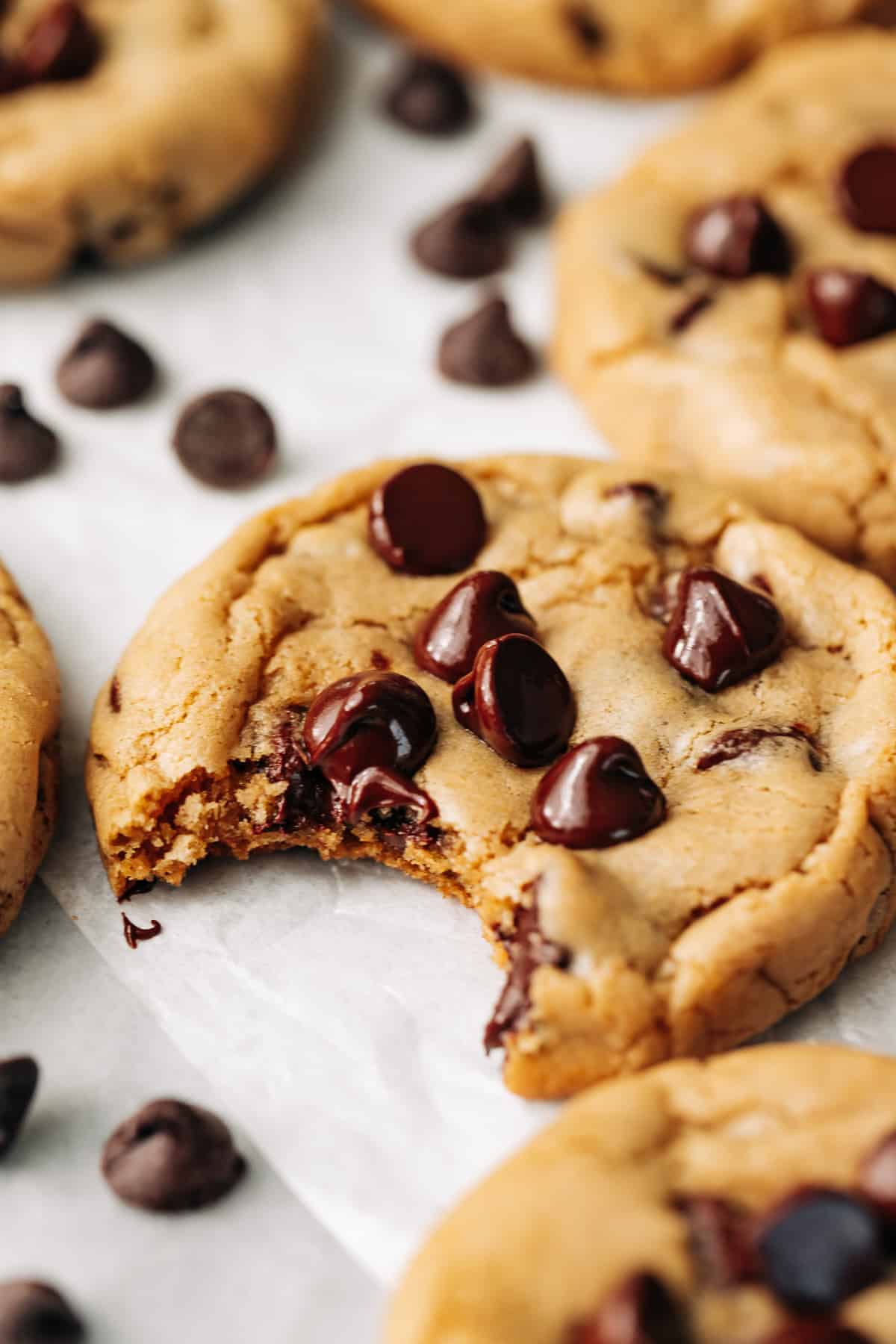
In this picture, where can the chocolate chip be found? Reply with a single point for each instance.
(721, 631)
(467, 241)
(171, 1157)
(428, 519)
(517, 700)
(226, 438)
(480, 608)
(484, 349)
(35, 1313)
(429, 97)
(736, 238)
(818, 1249)
(598, 794)
(105, 369)
(18, 1085)
(867, 190)
(849, 305)
(27, 448)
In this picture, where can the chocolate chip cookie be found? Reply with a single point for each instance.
(28, 747)
(744, 1201)
(644, 732)
(729, 305)
(124, 127)
(650, 46)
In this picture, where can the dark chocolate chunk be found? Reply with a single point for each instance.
(35, 1313)
(226, 438)
(517, 700)
(467, 241)
(849, 307)
(485, 351)
(429, 97)
(27, 448)
(480, 608)
(722, 632)
(736, 238)
(171, 1157)
(104, 369)
(18, 1085)
(598, 794)
(867, 190)
(428, 519)
(820, 1248)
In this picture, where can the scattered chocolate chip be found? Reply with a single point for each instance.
(428, 519)
(527, 949)
(736, 238)
(27, 448)
(517, 700)
(867, 190)
(484, 349)
(598, 794)
(467, 241)
(18, 1085)
(226, 438)
(429, 97)
(35, 1313)
(171, 1157)
(480, 608)
(105, 369)
(722, 632)
(849, 305)
(820, 1248)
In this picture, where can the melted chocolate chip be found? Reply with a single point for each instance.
(484, 349)
(18, 1085)
(849, 307)
(867, 190)
(517, 700)
(171, 1157)
(480, 608)
(736, 238)
(428, 519)
(721, 631)
(226, 438)
(429, 97)
(105, 369)
(818, 1249)
(598, 794)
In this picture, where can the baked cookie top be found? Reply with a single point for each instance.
(727, 307)
(668, 894)
(744, 1201)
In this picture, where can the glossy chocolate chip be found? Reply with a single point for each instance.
(171, 1157)
(867, 190)
(37, 1313)
(429, 97)
(722, 632)
(467, 241)
(27, 448)
(18, 1085)
(736, 238)
(105, 369)
(598, 794)
(818, 1249)
(226, 438)
(849, 307)
(428, 519)
(480, 608)
(484, 349)
(517, 700)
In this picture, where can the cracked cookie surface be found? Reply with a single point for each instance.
(742, 389)
(773, 865)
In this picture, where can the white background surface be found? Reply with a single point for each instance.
(332, 1014)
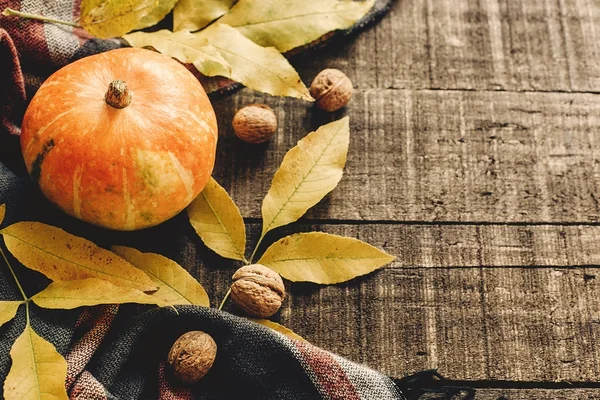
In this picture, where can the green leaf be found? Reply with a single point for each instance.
(38, 371)
(322, 258)
(260, 68)
(62, 256)
(218, 222)
(307, 173)
(159, 12)
(193, 15)
(90, 292)
(8, 310)
(279, 328)
(185, 47)
(175, 285)
(112, 18)
(287, 24)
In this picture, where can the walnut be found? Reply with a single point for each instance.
(255, 123)
(191, 356)
(331, 89)
(257, 290)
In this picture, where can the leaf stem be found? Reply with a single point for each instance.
(224, 299)
(256, 248)
(14, 276)
(10, 12)
(27, 311)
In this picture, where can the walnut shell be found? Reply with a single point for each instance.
(191, 356)
(255, 123)
(257, 290)
(331, 89)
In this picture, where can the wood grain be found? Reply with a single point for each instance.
(537, 394)
(489, 302)
(437, 156)
(508, 45)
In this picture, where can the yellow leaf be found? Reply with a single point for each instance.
(192, 15)
(287, 24)
(38, 371)
(157, 14)
(218, 222)
(8, 310)
(279, 328)
(175, 285)
(307, 173)
(112, 18)
(62, 256)
(185, 47)
(259, 68)
(322, 258)
(90, 292)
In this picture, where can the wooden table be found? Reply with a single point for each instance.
(473, 158)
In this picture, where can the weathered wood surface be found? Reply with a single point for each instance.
(438, 155)
(525, 394)
(473, 159)
(533, 394)
(477, 302)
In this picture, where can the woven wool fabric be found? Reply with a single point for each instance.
(119, 352)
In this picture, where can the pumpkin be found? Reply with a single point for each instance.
(124, 139)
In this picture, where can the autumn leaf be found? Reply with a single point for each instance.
(260, 68)
(8, 310)
(192, 15)
(175, 285)
(287, 24)
(218, 222)
(112, 18)
(323, 258)
(185, 47)
(90, 292)
(279, 328)
(157, 14)
(62, 256)
(38, 371)
(307, 173)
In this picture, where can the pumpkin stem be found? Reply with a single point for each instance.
(117, 94)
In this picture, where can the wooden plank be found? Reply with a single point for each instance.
(448, 302)
(512, 45)
(537, 394)
(436, 155)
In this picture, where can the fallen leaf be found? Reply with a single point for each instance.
(185, 47)
(90, 292)
(287, 24)
(279, 328)
(218, 222)
(193, 15)
(8, 310)
(62, 256)
(175, 285)
(157, 14)
(323, 258)
(111, 18)
(307, 173)
(260, 68)
(38, 371)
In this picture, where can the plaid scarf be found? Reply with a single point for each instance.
(119, 352)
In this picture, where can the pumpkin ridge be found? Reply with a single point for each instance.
(36, 165)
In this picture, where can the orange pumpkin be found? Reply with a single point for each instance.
(124, 139)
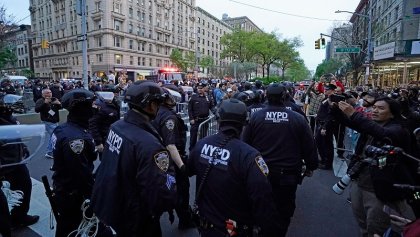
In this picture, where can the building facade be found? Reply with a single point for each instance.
(241, 22)
(209, 31)
(131, 36)
(395, 39)
(18, 39)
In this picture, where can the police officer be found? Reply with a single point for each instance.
(135, 181)
(18, 176)
(106, 112)
(198, 111)
(174, 134)
(256, 102)
(284, 139)
(233, 192)
(74, 153)
(324, 133)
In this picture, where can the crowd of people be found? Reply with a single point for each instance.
(269, 138)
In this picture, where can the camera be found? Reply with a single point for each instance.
(337, 98)
(376, 156)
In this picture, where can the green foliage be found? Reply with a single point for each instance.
(28, 73)
(297, 71)
(268, 80)
(328, 66)
(207, 61)
(7, 57)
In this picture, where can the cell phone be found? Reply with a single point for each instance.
(390, 211)
(337, 98)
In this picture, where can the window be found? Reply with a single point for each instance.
(117, 7)
(130, 12)
(99, 57)
(98, 41)
(117, 41)
(117, 25)
(118, 59)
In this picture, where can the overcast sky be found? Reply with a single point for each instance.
(269, 20)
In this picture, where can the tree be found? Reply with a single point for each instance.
(237, 45)
(207, 62)
(328, 66)
(288, 53)
(297, 71)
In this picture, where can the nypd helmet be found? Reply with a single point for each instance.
(142, 93)
(233, 110)
(77, 97)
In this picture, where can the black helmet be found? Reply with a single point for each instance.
(276, 93)
(276, 89)
(76, 97)
(141, 93)
(233, 110)
(169, 99)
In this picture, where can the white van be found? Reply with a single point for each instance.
(20, 79)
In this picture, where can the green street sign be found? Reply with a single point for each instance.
(347, 50)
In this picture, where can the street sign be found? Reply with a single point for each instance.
(347, 50)
(81, 38)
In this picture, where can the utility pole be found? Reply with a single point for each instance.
(369, 43)
(84, 45)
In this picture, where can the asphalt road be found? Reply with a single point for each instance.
(319, 211)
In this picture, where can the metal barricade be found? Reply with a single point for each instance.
(182, 109)
(207, 127)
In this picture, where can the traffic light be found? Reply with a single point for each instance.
(45, 44)
(317, 44)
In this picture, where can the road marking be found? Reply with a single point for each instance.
(40, 206)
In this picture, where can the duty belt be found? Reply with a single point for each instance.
(241, 230)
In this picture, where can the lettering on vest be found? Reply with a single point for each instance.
(276, 117)
(210, 152)
(114, 142)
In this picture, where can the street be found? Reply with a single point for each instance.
(319, 211)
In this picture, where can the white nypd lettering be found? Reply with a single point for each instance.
(277, 117)
(218, 155)
(114, 142)
(253, 110)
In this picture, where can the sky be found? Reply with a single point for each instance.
(266, 14)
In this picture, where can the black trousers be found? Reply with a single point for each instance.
(69, 207)
(183, 202)
(194, 132)
(339, 133)
(19, 179)
(5, 222)
(325, 146)
(284, 197)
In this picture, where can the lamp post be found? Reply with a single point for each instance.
(369, 39)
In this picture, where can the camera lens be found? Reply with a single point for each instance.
(339, 187)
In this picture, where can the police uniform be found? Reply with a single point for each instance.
(19, 179)
(105, 115)
(74, 154)
(173, 131)
(284, 139)
(135, 182)
(198, 110)
(325, 142)
(236, 188)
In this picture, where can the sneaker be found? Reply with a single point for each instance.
(26, 221)
(184, 225)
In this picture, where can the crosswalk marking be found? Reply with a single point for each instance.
(40, 206)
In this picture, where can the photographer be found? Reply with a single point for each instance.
(48, 107)
(374, 186)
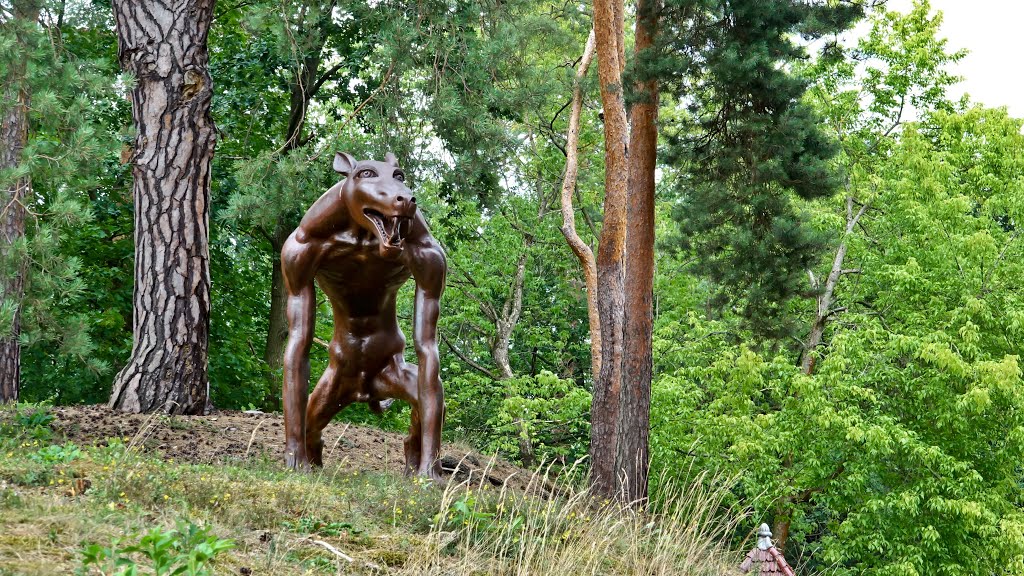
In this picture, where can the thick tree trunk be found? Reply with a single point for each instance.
(13, 136)
(164, 44)
(580, 248)
(633, 458)
(604, 408)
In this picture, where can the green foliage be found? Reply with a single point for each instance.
(62, 160)
(184, 550)
(56, 454)
(750, 146)
(551, 412)
(902, 449)
(25, 421)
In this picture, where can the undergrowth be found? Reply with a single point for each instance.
(114, 509)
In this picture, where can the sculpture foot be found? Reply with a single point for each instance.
(297, 460)
(433, 474)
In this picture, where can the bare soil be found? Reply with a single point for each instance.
(229, 436)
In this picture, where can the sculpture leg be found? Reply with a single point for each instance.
(328, 399)
(401, 380)
(413, 452)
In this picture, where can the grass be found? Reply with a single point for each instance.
(334, 521)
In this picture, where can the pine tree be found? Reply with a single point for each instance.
(751, 145)
(163, 44)
(49, 152)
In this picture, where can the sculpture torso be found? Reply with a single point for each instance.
(361, 241)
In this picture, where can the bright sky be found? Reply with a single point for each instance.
(991, 31)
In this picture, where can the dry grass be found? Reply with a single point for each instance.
(562, 530)
(339, 522)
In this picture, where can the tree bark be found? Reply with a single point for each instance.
(164, 45)
(607, 383)
(825, 297)
(633, 459)
(506, 323)
(276, 332)
(13, 137)
(580, 248)
(823, 313)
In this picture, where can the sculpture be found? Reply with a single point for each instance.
(360, 242)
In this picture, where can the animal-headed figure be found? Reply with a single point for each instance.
(360, 242)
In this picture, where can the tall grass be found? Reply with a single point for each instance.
(560, 529)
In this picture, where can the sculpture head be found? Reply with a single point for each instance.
(378, 199)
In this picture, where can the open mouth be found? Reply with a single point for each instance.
(391, 231)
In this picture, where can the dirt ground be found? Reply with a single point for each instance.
(230, 436)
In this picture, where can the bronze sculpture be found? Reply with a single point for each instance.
(360, 242)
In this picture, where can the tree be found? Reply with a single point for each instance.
(13, 136)
(164, 46)
(752, 146)
(54, 97)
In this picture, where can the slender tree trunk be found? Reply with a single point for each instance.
(826, 296)
(13, 136)
(633, 458)
(164, 44)
(607, 383)
(303, 89)
(505, 325)
(276, 333)
(580, 248)
(823, 313)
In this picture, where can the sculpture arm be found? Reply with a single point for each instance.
(297, 263)
(429, 271)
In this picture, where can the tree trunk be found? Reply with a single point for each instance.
(504, 326)
(604, 408)
(164, 45)
(825, 297)
(808, 361)
(633, 458)
(13, 136)
(303, 88)
(580, 248)
(276, 333)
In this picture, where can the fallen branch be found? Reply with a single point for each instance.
(342, 554)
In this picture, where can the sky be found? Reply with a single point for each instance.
(991, 31)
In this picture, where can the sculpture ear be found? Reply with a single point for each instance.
(343, 163)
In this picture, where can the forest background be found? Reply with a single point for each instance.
(851, 363)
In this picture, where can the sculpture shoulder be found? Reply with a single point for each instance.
(424, 247)
(327, 215)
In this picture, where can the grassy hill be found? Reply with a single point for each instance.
(88, 491)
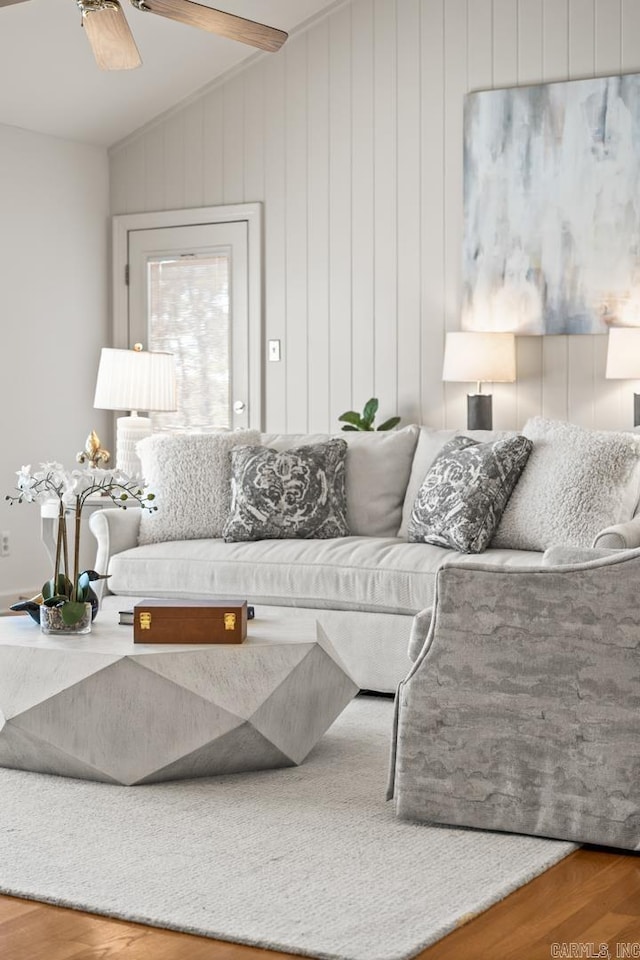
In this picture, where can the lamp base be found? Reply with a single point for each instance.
(479, 413)
(129, 431)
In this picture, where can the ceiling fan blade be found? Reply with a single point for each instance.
(109, 35)
(224, 24)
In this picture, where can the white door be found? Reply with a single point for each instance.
(188, 296)
(192, 287)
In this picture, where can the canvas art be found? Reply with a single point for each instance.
(552, 207)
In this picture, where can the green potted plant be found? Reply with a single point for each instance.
(67, 602)
(366, 419)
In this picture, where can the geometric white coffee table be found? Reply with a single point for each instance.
(100, 707)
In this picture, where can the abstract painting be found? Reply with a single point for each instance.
(552, 207)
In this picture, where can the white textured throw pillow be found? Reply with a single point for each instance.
(576, 482)
(190, 475)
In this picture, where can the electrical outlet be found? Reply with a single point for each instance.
(274, 351)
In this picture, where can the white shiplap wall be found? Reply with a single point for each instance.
(351, 136)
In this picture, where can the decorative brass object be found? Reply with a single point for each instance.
(93, 453)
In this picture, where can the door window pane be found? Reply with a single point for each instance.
(189, 316)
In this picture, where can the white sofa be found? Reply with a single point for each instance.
(364, 589)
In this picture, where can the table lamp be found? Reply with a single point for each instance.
(134, 380)
(623, 360)
(483, 357)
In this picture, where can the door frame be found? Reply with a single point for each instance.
(251, 213)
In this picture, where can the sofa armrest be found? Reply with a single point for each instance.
(620, 536)
(520, 713)
(568, 556)
(115, 530)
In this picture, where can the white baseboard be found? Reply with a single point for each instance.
(6, 599)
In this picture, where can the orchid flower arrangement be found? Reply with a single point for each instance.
(70, 588)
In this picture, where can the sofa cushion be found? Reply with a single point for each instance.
(576, 482)
(430, 443)
(462, 497)
(377, 472)
(293, 493)
(190, 475)
(351, 573)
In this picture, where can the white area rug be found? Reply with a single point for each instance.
(308, 860)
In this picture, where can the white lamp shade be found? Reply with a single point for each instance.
(135, 380)
(483, 357)
(623, 354)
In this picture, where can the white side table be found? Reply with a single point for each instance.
(48, 529)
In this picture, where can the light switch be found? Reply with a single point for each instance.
(274, 351)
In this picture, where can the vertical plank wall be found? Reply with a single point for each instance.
(351, 137)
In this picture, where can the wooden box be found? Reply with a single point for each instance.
(189, 621)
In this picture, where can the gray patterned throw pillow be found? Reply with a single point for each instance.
(297, 493)
(462, 497)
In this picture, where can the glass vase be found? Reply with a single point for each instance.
(52, 624)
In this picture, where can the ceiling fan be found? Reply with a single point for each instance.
(115, 49)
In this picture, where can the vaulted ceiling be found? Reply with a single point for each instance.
(50, 83)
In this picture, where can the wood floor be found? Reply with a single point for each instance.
(590, 898)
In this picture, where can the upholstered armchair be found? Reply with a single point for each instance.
(522, 709)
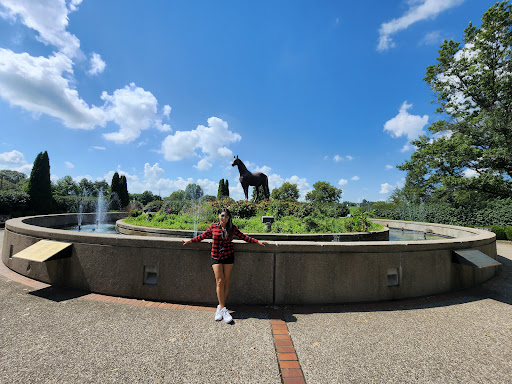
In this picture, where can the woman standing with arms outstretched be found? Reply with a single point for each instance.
(223, 256)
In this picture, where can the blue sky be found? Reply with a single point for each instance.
(167, 92)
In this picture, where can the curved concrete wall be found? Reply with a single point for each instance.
(281, 273)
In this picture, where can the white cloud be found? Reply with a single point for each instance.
(432, 38)
(386, 188)
(49, 18)
(211, 141)
(405, 124)
(419, 10)
(45, 85)
(203, 165)
(470, 173)
(15, 161)
(338, 158)
(97, 64)
(133, 109)
(39, 85)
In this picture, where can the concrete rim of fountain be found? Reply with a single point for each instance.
(282, 273)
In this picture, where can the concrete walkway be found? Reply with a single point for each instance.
(56, 336)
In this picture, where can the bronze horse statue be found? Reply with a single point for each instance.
(251, 179)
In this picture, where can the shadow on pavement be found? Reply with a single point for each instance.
(58, 294)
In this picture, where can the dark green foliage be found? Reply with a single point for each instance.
(177, 195)
(174, 207)
(40, 186)
(11, 179)
(115, 186)
(243, 209)
(508, 232)
(123, 191)
(499, 230)
(193, 192)
(135, 213)
(487, 213)
(324, 193)
(286, 192)
(223, 190)
(472, 84)
(14, 203)
(65, 186)
(145, 197)
(154, 206)
(310, 223)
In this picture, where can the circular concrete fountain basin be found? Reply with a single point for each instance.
(282, 273)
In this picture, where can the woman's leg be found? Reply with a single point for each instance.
(218, 270)
(228, 268)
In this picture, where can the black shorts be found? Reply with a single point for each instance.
(227, 260)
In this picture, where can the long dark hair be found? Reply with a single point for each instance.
(229, 226)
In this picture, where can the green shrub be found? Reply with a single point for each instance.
(135, 213)
(155, 205)
(508, 232)
(499, 230)
(13, 201)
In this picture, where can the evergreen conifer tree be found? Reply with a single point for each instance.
(123, 191)
(39, 185)
(226, 188)
(115, 186)
(220, 191)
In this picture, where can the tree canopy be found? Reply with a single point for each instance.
(39, 185)
(324, 193)
(469, 155)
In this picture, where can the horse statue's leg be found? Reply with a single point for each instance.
(266, 192)
(246, 191)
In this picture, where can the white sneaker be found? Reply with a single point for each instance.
(225, 315)
(218, 314)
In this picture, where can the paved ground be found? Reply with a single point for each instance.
(57, 338)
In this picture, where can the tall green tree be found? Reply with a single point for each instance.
(469, 155)
(65, 186)
(286, 192)
(221, 189)
(39, 185)
(12, 178)
(324, 193)
(123, 191)
(115, 185)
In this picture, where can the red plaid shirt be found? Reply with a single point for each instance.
· · ·
◆ Given request
Reproduce, word for word, the part of the records that opens with the line containing "In this picture, where can the woman's" and closes with the last line of the records.

◆ Answer to the exercise
In this picture, where can the woman's leg be found? Reply with a single point for each instance.
(218, 270)
(228, 268)
In this picture, where can the black shorts be found? Reply with a single point for each instance.
(227, 260)
In this picture, where can the long dark hair be found? Reply with a single point for each instance.
(229, 226)
In this picture, where can the green shrub be found? Reply with a single point for each instance.
(135, 213)
(155, 205)
(508, 232)
(499, 230)
(13, 201)
In this picture, where can the evergreen conifer tree be found? Reply with a single point for each instance.
(123, 191)
(39, 185)
(226, 188)
(115, 186)
(220, 191)
In this picture, where can the tree canopy be found? Reply with a single point for each instance.
(39, 185)
(324, 193)
(469, 155)
In this picture, where can the horse statue's leg be found? Reply with a single point for each instance.
(266, 192)
(246, 191)
In this picture, where can the white sneaker be found? Reply with a single point for each instance.
(225, 315)
(218, 314)
In this picture, where can the paved ground be found? Reply with a single point for each instance.
(57, 338)
In this picture, where can the tall green tree be found? Reply with a single point for each instance.
(469, 155)
(65, 186)
(286, 192)
(221, 189)
(39, 185)
(12, 178)
(324, 193)
(123, 191)
(115, 185)
In this picture, where can the red plaid shirt be found? Reply with a single point for each instance.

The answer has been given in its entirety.